> Exercise requirements
Format the listing below as a Markdown table with the columns "Row" and "Line". Start at the line that contains "Identify the balcony in" and continue through the end of the listing, numbering each line in Row and omitting blank lines and pictures.

> Given data
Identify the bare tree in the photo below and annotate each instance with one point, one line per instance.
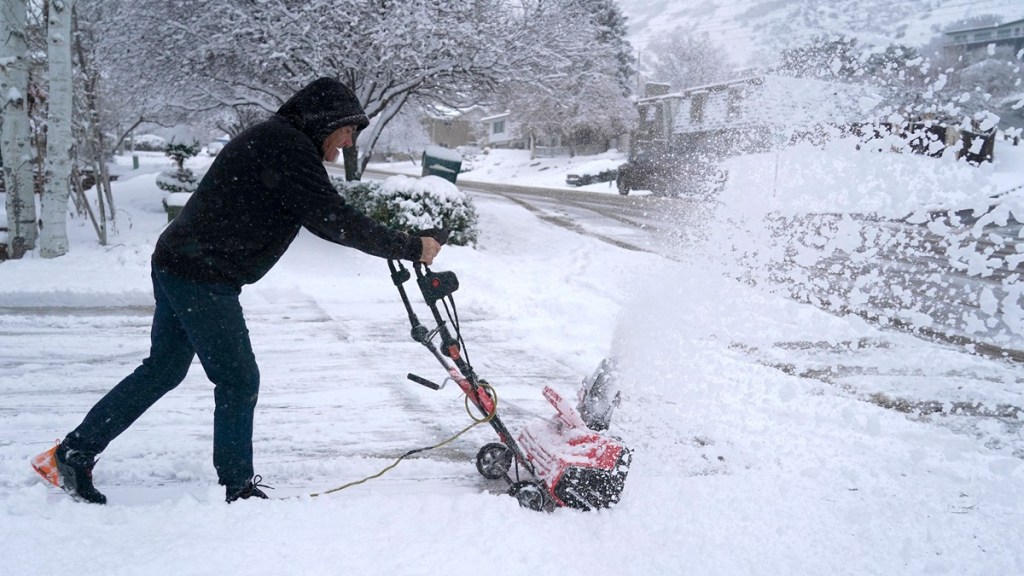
(15, 147)
(59, 144)
(686, 60)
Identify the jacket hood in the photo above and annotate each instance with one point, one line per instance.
(323, 107)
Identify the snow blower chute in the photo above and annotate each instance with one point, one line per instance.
(566, 460)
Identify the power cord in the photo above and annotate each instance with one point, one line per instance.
(476, 421)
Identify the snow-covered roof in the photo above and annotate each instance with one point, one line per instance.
(773, 100)
(496, 117)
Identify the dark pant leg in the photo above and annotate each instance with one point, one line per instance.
(212, 317)
(170, 356)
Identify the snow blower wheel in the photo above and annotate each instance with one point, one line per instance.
(494, 460)
(529, 495)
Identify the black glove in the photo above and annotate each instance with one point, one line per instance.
(438, 234)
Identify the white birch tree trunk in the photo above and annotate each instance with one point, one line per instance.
(15, 145)
(53, 212)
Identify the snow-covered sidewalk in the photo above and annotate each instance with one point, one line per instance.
(740, 466)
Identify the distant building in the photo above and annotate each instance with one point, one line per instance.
(500, 130)
(456, 127)
(747, 115)
(1010, 35)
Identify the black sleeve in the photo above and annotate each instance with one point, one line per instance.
(309, 195)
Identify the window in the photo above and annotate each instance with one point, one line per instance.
(697, 106)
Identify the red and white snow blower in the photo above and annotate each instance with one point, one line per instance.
(566, 460)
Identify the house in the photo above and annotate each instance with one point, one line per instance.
(1010, 34)
(456, 127)
(501, 131)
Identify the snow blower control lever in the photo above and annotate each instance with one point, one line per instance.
(562, 461)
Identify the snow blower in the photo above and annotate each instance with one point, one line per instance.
(565, 460)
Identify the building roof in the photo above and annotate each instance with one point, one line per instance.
(1011, 32)
(496, 117)
(775, 100)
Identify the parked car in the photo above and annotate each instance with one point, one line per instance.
(656, 172)
(671, 174)
(214, 148)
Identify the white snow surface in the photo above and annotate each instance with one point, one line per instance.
(739, 467)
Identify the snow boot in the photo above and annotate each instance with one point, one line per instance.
(70, 470)
(251, 489)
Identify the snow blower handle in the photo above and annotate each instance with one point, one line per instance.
(438, 234)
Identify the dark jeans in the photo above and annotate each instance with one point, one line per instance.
(190, 319)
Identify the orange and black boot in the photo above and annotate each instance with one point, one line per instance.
(71, 470)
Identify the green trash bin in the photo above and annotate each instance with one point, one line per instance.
(441, 162)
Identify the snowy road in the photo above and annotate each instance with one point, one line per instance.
(761, 443)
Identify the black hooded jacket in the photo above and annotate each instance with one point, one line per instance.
(265, 184)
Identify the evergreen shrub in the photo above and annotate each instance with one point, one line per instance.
(415, 204)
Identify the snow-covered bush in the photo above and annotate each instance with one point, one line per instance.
(148, 142)
(416, 204)
(180, 179)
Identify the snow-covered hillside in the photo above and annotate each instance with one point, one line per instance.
(755, 30)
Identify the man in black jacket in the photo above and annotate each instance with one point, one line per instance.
(265, 184)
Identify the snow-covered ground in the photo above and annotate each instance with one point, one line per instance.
(741, 466)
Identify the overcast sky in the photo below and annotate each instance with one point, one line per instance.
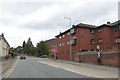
(44, 19)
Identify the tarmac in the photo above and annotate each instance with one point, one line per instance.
(90, 70)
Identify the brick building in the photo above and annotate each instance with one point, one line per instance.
(85, 37)
(4, 46)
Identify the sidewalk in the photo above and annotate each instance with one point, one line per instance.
(90, 70)
(6, 64)
(100, 67)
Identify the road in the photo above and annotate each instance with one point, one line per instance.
(32, 68)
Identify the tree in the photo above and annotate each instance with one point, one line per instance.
(28, 47)
(42, 48)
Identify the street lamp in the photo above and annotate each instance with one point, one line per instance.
(70, 36)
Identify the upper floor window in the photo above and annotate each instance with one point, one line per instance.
(117, 40)
(63, 35)
(59, 37)
(100, 29)
(60, 45)
(119, 27)
(68, 42)
(100, 40)
(72, 31)
(73, 41)
(92, 42)
(63, 44)
(91, 31)
(68, 33)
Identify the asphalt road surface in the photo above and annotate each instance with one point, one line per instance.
(31, 68)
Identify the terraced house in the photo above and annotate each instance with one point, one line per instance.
(85, 37)
(4, 46)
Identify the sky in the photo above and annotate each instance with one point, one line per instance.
(44, 19)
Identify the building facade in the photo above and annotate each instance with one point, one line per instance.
(4, 46)
(85, 37)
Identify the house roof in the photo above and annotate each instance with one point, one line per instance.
(2, 37)
(86, 25)
(80, 25)
(110, 24)
(115, 23)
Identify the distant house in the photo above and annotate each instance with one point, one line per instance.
(4, 46)
(85, 37)
(51, 43)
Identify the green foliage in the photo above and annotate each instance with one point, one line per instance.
(29, 48)
(42, 48)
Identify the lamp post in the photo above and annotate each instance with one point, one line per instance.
(70, 37)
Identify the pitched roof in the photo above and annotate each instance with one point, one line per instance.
(115, 23)
(81, 25)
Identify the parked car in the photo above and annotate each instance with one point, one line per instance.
(22, 57)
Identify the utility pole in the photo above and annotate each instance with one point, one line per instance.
(70, 37)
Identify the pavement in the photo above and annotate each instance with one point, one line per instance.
(90, 70)
(49, 68)
(5, 66)
(32, 68)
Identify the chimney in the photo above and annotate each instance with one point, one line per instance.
(108, 22)
(2, 34)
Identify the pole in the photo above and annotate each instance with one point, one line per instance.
(70, 38)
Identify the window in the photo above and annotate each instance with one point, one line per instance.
(73, 41)
(59, 37)
(62, 44)
(68, 42)
(100, 29)
(100, 40)
(68, 33)
(92, 42)
(91, 31)
(117, 40)
(72, 31)
(63, 35)
(119, 27)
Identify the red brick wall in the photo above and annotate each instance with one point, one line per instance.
(108, 59)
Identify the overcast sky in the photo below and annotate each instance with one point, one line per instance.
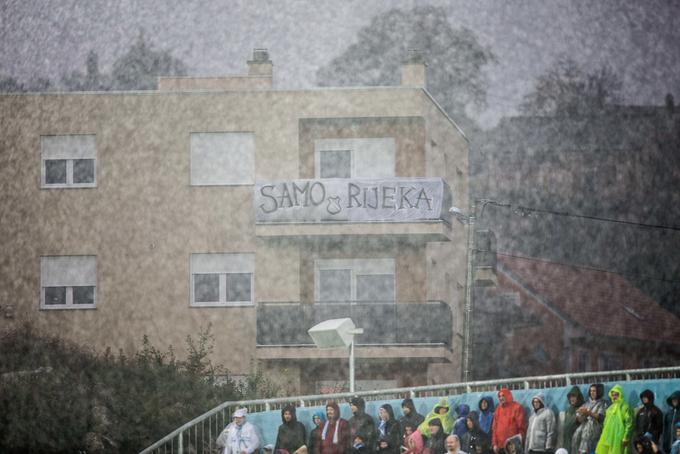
(640, 39)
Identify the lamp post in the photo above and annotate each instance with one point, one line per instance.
(338, 332)
(470, 221)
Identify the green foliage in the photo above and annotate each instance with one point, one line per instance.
(454, 56)
(140, 66)
(59, 397)
(568, 89)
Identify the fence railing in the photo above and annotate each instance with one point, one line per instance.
(199, 434)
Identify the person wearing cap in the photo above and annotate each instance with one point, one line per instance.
(292, 433)
(361, 423)
(442, 412)
(508, 420)
(240, 436)
(453, 445)
(334, 438)
(410, 415)
(389, 432)
(648, 418)
(618, 425)
(541, 431)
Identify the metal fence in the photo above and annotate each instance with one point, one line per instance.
(199, 435)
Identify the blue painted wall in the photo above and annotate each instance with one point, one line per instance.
(556, 399)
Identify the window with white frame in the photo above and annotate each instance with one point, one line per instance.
(68, 282)
(68, 161)
(222, 158)
(354, 158)
(363, 280)
(222, 279)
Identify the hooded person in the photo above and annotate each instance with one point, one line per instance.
(413, 442)
(567, 421)
(671, 418)
(675, 447)
(334, 437)
(410, 415)
(292, 434)
(459, 427)
(388, 432)
(318, 419)
(361, 423)
(239, 436)
(648, 418)
(453, 446)
(541, 432)
(435, 443)
(508, 420)
(590, 417)
(474, 436)
(486, 408)
(618, 425)
(441, 411)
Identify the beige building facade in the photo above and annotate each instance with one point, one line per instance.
(259, 212)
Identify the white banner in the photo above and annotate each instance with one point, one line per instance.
(352, 200)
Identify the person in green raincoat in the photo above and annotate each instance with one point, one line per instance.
(441, 411)
(618, 425)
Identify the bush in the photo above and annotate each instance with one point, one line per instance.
(56, 396)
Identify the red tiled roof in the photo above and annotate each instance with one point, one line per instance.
(603, 303)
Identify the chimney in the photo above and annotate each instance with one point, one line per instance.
(260, 65)
(413, 69)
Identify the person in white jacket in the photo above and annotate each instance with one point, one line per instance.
(541, 435)
(240, 436)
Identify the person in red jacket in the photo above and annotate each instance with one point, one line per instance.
(333, 438)
(508, 420)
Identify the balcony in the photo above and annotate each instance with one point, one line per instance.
(414, 207)
(389, 328)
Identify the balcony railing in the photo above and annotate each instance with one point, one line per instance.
(384, 323)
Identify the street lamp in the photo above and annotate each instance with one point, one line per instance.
(338, 332)
(470, 221)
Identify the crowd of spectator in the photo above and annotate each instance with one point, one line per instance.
(587, 425)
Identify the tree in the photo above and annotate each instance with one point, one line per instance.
(140, 66)
(454, 57)
(568, 89)
(92, 80)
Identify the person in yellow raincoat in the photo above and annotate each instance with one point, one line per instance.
(441, 411)
(618, 425)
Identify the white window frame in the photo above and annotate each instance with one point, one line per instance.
(68, 147)
(241, 150)
(68, 271)
(365, 155)
(222, 264)
(357, 267)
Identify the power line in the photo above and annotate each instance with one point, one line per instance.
(590, 268)
(526, 211)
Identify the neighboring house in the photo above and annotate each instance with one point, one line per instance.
(548, 318)
(622, 163)
(223, 201)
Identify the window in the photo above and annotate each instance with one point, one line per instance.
(354, 158)
(222, 158)
(68, 282)
(222, 279)
(363, 280)
(68, 161)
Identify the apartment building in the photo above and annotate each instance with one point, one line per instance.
(225, 202)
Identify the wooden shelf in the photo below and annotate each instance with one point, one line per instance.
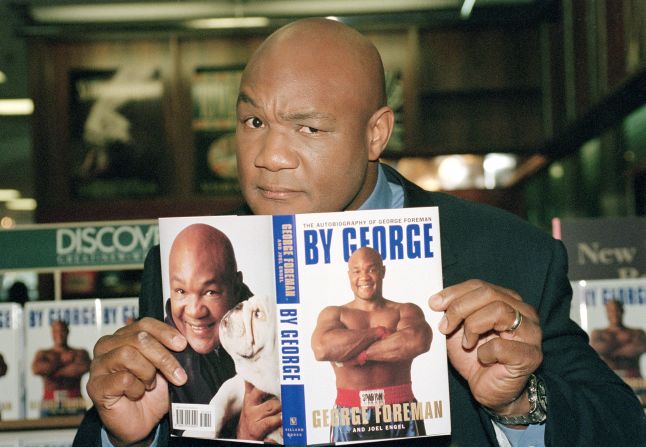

> Answer below
| Row | Line |
|---|---|
| 1 | Identify the balcony in the photo above and annotate each instance with one point, one line per instance. |
| 2 | (414, 207) |
| 3 | (389, 328) |
| 4 | Identify the balcony railing in the photo above and annotate each instance with one point, one line per instance. |
| 5 | (384, 323) |
| 6 | Identify the street lamp in the photo above and annotate each instance with one point, one line per instance. |
| 7 | (338, 332) |
| 8 | (470, 221) |
| 9 | Identify the crowd of spectator in the photo above and annotate each instance with one point, one line per instance. |
| 10 | (587, 425) |
| 11 | Identify the tree in the photo above and annotate each instance with one point, one line per instance. |
| 12 | (140, 66) |
| 13 | (454, 57) |
| 14 | (568, 89) |
| 15 | (92, 80) |
| 16 | Identify the person in yellow raincoat in the photo above and annotate each instance with one point, one line per instance. |
| 17 | (441, 411) |
| 18 | (618, 425) |
| 19 | Identify the white window frame in the photo above and annotate each instance with one point, one line per instance. |
| 20 | (68, 147) |
| 21 | (241, 150) |
| 22 | (68, 271) |
| 23 | (365, 155) |
| 24 | (222, 264) |
| 25 | (357, 267) |
| 26 | Identify the power line in the photo above and annotate each instance with one point, one line per instance. |
| 27 | (590, 268) |
| 28 | (526, 211) |
| 29 | Identify the neighboring house in the photo above and annotate each instance with one point, one line per instance. |
| 30 | (548, 318) |
| 31 | (622, 163) |
| 32 | (223, 201) |
| 33 | Identify the window in the photo above and annotate each instance with one point, one line per instance. |
| 34 | (354, 158) |
| 35 | (222, 158) |
| 36 | (68, 282) |
| 37 | (222, 279) |
| 38 | (363, 280) |
| 39 | (68, 161) |
| 40 | Identify the apartment building in the photo above and annotate each instance with one point, one line per instance. |
| 41 | (225, 202) |
| 42 | Identify the wooden shelf in the photo below and annotate each instance with one point, one line per instance. |